**PROBLEM TO WORK ON**. Copy these lines word for word, everything from the very first one down through the line that contains "(448, 118), (640, 304)".

**ENTRIES PROVIDED**.
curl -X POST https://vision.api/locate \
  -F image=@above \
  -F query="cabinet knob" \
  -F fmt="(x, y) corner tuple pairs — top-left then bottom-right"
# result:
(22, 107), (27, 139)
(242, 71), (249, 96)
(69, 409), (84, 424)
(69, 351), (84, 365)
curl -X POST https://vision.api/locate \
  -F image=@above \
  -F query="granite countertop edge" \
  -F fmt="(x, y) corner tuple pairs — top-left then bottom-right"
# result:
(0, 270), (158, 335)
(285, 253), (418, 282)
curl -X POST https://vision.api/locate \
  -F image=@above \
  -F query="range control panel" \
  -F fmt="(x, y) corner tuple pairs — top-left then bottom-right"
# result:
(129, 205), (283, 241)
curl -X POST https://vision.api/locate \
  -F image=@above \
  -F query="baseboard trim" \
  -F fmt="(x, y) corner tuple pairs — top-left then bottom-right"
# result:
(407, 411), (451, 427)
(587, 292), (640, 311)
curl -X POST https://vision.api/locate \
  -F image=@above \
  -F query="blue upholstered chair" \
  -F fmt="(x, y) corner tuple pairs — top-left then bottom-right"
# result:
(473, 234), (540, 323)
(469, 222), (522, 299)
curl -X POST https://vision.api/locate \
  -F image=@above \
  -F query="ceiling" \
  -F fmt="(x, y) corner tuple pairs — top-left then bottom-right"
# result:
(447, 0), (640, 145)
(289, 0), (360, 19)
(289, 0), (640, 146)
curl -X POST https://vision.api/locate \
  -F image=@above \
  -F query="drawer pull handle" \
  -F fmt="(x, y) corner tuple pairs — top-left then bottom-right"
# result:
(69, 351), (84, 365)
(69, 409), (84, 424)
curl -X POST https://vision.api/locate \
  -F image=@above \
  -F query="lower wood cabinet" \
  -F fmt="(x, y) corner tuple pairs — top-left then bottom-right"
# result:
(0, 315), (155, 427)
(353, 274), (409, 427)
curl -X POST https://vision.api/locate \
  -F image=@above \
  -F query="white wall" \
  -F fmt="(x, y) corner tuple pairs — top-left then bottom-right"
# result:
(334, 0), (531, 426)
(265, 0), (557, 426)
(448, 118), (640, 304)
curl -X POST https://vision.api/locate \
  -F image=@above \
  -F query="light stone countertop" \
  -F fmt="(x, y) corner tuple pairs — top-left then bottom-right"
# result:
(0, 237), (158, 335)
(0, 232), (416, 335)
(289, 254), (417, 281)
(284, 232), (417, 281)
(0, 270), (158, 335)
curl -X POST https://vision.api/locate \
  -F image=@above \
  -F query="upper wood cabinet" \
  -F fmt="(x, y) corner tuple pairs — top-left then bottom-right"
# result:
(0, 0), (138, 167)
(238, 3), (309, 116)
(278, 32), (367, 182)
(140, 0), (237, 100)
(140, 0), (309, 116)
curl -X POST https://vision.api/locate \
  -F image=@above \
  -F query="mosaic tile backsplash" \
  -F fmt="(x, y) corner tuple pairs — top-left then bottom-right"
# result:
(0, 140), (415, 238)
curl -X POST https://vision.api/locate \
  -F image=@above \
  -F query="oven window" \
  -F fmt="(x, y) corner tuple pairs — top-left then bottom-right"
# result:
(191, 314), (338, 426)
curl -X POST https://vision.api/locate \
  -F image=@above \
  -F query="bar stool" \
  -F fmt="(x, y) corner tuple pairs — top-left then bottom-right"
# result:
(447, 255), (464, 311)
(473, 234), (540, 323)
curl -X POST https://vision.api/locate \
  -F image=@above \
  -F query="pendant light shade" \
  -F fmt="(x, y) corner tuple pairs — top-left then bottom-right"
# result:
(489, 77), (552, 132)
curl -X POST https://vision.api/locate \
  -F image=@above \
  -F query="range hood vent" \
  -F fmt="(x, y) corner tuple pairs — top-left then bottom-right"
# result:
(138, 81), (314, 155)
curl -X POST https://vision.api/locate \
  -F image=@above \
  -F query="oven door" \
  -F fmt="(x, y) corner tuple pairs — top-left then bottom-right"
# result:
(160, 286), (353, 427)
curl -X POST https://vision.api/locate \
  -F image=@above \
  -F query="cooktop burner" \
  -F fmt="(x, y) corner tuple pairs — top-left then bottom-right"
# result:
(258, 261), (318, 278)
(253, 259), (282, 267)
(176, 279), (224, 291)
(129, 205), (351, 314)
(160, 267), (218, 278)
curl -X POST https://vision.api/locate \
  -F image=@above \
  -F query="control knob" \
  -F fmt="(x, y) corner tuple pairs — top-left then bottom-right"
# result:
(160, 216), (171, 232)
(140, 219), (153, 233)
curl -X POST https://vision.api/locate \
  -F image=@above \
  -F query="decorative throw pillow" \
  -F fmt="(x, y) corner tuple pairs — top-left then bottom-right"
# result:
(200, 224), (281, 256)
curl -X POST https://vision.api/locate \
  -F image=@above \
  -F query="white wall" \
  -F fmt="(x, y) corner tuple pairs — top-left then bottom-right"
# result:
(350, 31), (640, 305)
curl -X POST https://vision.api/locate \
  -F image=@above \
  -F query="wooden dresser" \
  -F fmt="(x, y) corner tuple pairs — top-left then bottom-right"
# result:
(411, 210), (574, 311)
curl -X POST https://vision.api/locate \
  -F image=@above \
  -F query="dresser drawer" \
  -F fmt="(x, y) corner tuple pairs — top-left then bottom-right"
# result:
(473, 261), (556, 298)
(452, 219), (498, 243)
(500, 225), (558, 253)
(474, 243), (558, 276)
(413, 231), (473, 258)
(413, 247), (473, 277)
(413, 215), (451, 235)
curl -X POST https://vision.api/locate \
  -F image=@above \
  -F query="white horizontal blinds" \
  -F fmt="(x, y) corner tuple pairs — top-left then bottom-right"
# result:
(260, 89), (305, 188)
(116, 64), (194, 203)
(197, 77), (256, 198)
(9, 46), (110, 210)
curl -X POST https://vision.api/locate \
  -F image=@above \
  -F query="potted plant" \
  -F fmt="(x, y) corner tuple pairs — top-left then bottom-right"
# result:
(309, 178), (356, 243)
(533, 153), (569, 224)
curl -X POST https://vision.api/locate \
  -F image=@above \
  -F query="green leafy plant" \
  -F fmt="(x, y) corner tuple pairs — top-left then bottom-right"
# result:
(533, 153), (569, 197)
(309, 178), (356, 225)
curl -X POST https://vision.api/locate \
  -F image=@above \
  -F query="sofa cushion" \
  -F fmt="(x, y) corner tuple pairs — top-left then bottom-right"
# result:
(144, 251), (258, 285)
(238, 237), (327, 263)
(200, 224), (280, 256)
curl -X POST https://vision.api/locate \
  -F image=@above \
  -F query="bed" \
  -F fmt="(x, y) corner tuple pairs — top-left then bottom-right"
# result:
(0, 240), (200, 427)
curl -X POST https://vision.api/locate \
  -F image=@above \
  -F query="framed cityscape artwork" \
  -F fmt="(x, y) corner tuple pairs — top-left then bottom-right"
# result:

**EXERCISE SOLUTION**.
curl -X POST https://vision.api/locate \
  -F image=@above \
  -F query="cabinet knob" \
  -F fmt="(x, y) corner tuple pairs — top-left then bottom-right"
# result:
(22, 107), (27, 139)
(242, 71), (249, 96)
(69, 409), (84, 424)
(69, 351), (84, 365)
curl -X POST https://vision.api/locate \
  -F image=@above \
  -F query="granite countertop edge" \
  -F fmt="(x, y) corner tuple pairs — top-left then bottom-right"
# result:
(0, 270), (158, 335)
(285, 253), (418, 282)
curl -X POST https://vision.api/locate \
  -F image=@above \
  -F query="range control panel" \
  -F fmt="(x, y) corner tuple pairs — top-left then bottom-right"
# result:
(129, 205), (283, 241)
curl -X POST https://vision.api/locate \
  -F image=@above \
  -F query="baseboard trim" \
  -F fmt="(x, y) corner tuple pairs — top-left then bottom-right"
# result:
(407, 411), (451, 427)
(587, 292), (640, 311)
curl -X POST https://vision.api/locate \
  -F image=@above \
  -F query="blue upholstered chair" \
  -F fmt="(x, y) corner tuple pairs — top-left then bottom-right"
# result:
(473, 234), (540, 323)
(469, 222), (522, 299)
curl -X POST https://vision.api/locate \
  -F image=@above \
  -F query="ceiling" \
  -F fmt="(x, y) corner tuple pairs — top-left then bottom-right"
# result:
(447, 0), (640, 145)
(289, 0), (360, 19)
(289, 0), (640, 146)
curl -X POST https://vision.api/locate \
  -F image=@above \
  -F query="drawer pull handle" \
  -F fmt="(x, y) corner tuple pairs — top-left then bottom-right"
# result:
(69, 351), (84, 365)
(69, 409), (84, 424)
curl -X POST https://vision.api/locate \
  -F image=@above \
  -F query="lower wood cabinet" \
  -F fmt="(x, y) corner tuple pairs — top-left then bottom-right"
# result:
(0, 315), (155, 427)
(353, 274), (409, 427)
curl -X POST https://vision.api/locate \
  -F image=@above \
  -F query="white wall" \
  -F fmt="(x, y) corner tuple pairs — top-left then bottom-right"
# result:
(334, 0), (531, 426)
(265, 0), (557, 426)
(448, 118), (640, 304)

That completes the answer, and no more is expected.